Task description -> Restate word for word the lines from the one containing "Where can you find the cloudy" through the end of the listing below, with both ends included.

━━━ Extracted data

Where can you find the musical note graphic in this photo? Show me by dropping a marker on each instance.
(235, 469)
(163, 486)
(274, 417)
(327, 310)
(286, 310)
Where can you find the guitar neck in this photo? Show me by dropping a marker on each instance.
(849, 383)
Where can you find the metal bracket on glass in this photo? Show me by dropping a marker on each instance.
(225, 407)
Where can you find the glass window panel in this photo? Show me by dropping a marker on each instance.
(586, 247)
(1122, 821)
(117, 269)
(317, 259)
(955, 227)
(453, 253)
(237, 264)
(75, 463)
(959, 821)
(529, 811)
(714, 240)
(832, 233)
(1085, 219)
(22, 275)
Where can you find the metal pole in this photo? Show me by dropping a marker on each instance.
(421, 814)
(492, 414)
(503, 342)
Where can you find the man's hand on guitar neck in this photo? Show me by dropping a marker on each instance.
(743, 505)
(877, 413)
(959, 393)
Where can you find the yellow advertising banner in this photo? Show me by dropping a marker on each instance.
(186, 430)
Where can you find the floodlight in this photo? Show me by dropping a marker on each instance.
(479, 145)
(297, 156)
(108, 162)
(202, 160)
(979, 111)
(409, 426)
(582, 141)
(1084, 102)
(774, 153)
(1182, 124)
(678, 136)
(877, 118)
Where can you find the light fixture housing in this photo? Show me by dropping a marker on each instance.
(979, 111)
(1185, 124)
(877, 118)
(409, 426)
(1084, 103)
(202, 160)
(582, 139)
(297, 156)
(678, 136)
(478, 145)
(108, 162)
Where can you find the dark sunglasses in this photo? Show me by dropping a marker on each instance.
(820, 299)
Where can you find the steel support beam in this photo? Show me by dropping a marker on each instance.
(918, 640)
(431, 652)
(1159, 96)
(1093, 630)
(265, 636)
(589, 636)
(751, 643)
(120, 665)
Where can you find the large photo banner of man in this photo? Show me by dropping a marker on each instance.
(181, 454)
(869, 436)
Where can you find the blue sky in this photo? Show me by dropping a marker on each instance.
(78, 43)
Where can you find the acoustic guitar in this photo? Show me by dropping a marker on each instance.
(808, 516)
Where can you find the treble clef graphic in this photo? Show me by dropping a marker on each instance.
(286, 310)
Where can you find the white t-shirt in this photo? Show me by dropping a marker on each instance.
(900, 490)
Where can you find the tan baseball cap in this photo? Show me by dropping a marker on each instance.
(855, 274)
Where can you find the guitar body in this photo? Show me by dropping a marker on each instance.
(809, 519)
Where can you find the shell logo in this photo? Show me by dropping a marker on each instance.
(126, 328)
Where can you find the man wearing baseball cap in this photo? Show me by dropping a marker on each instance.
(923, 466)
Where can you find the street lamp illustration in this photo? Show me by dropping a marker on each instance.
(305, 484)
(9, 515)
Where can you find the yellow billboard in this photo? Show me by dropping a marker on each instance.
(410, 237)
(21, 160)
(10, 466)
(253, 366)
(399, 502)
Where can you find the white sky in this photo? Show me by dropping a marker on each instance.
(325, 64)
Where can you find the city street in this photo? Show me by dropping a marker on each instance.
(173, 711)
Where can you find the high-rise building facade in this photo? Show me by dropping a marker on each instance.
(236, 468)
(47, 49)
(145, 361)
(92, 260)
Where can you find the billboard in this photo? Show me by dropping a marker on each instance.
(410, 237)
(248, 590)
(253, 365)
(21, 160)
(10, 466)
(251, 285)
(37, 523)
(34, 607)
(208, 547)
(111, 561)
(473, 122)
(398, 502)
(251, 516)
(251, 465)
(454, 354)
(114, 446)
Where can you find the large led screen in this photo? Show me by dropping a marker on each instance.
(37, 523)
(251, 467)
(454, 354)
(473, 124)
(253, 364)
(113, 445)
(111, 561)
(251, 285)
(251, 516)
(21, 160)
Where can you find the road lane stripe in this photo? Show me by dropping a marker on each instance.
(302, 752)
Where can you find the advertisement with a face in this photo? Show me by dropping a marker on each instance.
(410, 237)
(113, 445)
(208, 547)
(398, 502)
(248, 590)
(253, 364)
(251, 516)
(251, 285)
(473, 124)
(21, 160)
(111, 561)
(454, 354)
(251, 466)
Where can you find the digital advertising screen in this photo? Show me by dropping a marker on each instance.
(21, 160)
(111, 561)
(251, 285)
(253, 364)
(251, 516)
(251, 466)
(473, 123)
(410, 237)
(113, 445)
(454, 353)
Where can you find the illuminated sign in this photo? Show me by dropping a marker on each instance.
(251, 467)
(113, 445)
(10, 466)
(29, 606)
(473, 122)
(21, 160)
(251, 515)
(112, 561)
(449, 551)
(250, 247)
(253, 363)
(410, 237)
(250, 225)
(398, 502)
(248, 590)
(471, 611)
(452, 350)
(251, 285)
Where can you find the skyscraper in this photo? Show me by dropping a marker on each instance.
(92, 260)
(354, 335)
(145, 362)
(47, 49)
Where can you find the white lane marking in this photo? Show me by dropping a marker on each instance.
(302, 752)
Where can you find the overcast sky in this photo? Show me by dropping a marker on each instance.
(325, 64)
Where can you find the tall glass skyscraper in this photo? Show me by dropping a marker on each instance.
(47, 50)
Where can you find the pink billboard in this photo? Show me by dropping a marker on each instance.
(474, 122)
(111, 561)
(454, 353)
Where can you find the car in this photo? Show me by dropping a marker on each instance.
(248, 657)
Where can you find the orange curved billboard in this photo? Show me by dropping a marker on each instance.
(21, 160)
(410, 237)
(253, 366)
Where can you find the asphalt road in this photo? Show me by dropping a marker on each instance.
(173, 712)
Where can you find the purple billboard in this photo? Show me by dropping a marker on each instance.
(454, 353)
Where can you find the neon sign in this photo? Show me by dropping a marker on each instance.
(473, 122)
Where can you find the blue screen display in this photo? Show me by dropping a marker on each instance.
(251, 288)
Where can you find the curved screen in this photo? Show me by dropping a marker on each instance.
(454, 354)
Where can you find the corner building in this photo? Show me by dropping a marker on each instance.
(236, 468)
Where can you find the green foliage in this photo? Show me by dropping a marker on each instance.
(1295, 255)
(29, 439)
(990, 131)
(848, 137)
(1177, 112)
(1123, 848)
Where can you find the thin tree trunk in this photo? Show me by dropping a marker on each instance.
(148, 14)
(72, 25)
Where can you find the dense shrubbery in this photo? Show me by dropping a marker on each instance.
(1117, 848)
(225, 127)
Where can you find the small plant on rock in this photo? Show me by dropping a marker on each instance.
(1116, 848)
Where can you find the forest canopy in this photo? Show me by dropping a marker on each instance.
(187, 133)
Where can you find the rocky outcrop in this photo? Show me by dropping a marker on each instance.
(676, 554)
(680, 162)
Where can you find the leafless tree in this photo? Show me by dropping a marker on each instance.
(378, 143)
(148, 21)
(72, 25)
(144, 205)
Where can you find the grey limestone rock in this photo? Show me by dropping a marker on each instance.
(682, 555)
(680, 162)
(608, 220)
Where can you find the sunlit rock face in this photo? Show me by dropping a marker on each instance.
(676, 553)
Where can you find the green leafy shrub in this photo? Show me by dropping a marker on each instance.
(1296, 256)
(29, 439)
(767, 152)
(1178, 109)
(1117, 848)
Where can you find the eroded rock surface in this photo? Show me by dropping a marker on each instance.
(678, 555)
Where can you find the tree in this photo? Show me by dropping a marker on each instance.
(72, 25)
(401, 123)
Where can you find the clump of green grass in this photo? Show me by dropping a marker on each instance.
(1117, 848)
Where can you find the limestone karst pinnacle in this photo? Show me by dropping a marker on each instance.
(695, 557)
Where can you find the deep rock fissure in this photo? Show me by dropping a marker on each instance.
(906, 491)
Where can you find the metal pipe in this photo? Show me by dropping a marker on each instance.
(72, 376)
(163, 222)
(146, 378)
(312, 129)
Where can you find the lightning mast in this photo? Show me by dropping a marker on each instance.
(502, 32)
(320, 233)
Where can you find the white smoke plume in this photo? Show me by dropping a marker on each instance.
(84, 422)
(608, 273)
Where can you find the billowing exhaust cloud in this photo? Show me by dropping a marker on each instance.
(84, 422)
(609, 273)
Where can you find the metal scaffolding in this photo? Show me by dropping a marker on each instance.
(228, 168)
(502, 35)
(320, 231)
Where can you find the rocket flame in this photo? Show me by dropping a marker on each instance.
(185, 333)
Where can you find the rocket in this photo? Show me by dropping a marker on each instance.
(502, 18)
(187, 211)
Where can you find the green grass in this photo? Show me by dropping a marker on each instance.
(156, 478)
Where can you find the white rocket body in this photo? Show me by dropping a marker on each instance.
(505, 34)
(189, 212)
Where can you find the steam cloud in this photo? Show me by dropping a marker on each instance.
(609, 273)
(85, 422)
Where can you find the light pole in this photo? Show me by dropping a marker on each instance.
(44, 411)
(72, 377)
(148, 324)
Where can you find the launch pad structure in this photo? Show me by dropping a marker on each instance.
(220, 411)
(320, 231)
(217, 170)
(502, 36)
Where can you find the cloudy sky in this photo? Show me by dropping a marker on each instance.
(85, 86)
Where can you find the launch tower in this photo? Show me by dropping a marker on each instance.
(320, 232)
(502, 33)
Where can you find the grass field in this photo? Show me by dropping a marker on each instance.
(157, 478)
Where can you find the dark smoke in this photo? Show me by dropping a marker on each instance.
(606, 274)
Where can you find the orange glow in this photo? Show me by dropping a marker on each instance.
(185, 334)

━━━━━━

Answer for the task ->
Where can you find the cloudy sky in this photo? Show me by dropping a marker on each instance.
(85, 86)
Where can you find the launch tower in this photo? Show me by dropping a marker on each instance.
(320, 232)
(502, 33)
Where can you find the grass field in this photo? Show me by dropping a marker on each instance.
(157, 478)
Where can you find the dark smoke in this photo? Show me by dropping a marker on each instance.
(606, 274)
Where can you find the orange glow in this photo? Show me by dropping a marker on each instance.
(185, 334)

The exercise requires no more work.